WHAT THE TASK REQUIRES:
Render the listing below as a Markdown table with the columns Row and Text, giving each line its own row number and skipping blank lines. Leave the pictures out of the answer.

ENTRIES PROVIDED:
** begin **

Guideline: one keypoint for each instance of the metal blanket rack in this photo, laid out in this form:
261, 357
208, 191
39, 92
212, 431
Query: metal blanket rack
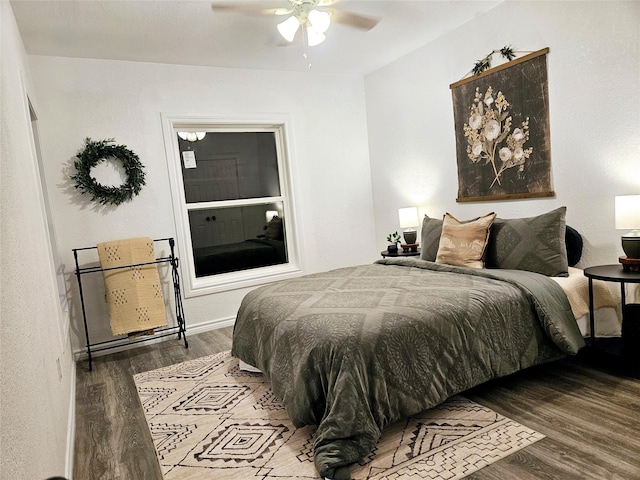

** end **

ANSWER TO THE TASK:
| Row | Text |
|---|---|
| 1 | Guideline: one keypoint for each instance of the metal blanket rack in this photo, laid out in this form: |
| 2 | 261, 357 |
| 3 | 208, 191 |
| 4 | 39, 92 |
| 5 | 212, 431 |
| 6 | Query: metal blanket rack |